Written problem: Reproduce each of the records below verbatim, line by line.

[Data records]
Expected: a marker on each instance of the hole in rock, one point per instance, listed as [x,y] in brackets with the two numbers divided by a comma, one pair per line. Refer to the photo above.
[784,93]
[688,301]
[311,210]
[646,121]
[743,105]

Response to this exercise:
Expected: a marker on each instance of the hole in rock, one point per instance, listed as [x,y] in brackets with the two numbers divided by a comma, one pair per line. Refer to the photo above.
[784,93]
[688,301]
[311,210]
[646,121]
[743,105]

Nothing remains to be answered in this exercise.